╭─ Document excerpt

Make a partition of an exact size for cloning

Dec 19, '07 07:30:00AM

Contributed by: iangoldby

It is very difficult to create a disk partition of the exact same size as an existing partition of another disk using Apple's Disk Utility. Whenever I try this, I always find the size of the partition created by Disk Utility is slightly different from the partition I'm trying to clone. Here's a way using the command line that allows you to get the size exactly right.

The standard warning applies: Be very careful. This will wipe the entire disk that you are repartitioning. One small typo could result in the wrong disk being wiped!

Here's how to do it:

  1. Open Terminal, and if your account doesn't have administrator privileges, su to the administrator user.
  2. Type diskutil info /Volumes/partition_to_clone/ to find the size of the partition you want to clone. The output should include something like this:
    Total Size: 74.2 Gi (79682387968 B) (155629664 512-byte blocks)
  3. Note the number of 512-byte blocks, and then add 262144 to that number. Why 262144? Because that amount is added to each partition, for "future use by Apple, and are populated as needed for some boot methods, such as AppleRAID booting on PowerPC systems," according to this email message.

╰─

What to do
Pick up the partition-cloning instructions where they stop, continuing with the steps that follow.

╭─ Data section

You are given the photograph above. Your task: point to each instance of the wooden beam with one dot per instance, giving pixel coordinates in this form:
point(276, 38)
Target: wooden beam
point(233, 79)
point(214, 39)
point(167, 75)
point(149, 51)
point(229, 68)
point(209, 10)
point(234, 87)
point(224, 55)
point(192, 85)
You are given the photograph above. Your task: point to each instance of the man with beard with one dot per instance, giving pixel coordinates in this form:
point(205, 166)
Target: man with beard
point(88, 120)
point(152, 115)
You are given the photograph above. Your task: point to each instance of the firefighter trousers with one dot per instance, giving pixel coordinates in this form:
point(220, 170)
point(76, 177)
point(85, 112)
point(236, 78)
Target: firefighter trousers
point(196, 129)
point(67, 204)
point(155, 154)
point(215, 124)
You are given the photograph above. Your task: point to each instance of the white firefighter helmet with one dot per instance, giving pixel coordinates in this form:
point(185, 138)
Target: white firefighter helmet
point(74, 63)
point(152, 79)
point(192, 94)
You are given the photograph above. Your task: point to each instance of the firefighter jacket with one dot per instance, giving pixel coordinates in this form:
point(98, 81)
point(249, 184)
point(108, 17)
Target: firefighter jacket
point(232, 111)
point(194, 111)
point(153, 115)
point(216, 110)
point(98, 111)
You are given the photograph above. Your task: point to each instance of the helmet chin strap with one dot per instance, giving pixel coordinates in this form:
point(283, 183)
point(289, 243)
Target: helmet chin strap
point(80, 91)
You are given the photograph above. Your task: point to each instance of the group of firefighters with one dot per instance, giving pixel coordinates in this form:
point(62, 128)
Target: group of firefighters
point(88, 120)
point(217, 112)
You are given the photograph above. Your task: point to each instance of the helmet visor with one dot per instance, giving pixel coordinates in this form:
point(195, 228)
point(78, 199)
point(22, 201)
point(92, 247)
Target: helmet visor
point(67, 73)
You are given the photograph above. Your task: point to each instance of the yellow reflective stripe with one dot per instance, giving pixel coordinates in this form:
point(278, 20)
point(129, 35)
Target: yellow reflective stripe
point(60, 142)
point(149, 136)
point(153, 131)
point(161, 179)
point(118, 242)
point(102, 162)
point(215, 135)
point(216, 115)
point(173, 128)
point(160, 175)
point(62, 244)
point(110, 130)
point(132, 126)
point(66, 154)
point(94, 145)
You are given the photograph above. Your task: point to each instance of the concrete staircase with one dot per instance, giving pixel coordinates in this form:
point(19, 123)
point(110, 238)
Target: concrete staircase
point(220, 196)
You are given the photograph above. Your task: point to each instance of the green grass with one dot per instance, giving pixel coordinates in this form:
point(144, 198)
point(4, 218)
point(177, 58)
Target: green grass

╰─

Output of the exercise
  4. Create the new partition using the augmented size you just calculated, for example:
    sudo diskutil partitionDisk partition_id 2 GPTFormat "Journaled HFS+" "Bootable Clone" 155891808S "Journaled HFS+" "Spare" 1G
    partition_id represents the disk that you are partitioning, for example, /dev/disk1. diskutil automatically extends the final partition to use the remaining space on the disk, so the given size (1G) doesn't actually mean anything here. The S suffix means that the size is being specified in 512-byte blocks.
The key to getting this right is adding on the 262144 blocks. If you don't do this, your partition will always be slightly too small!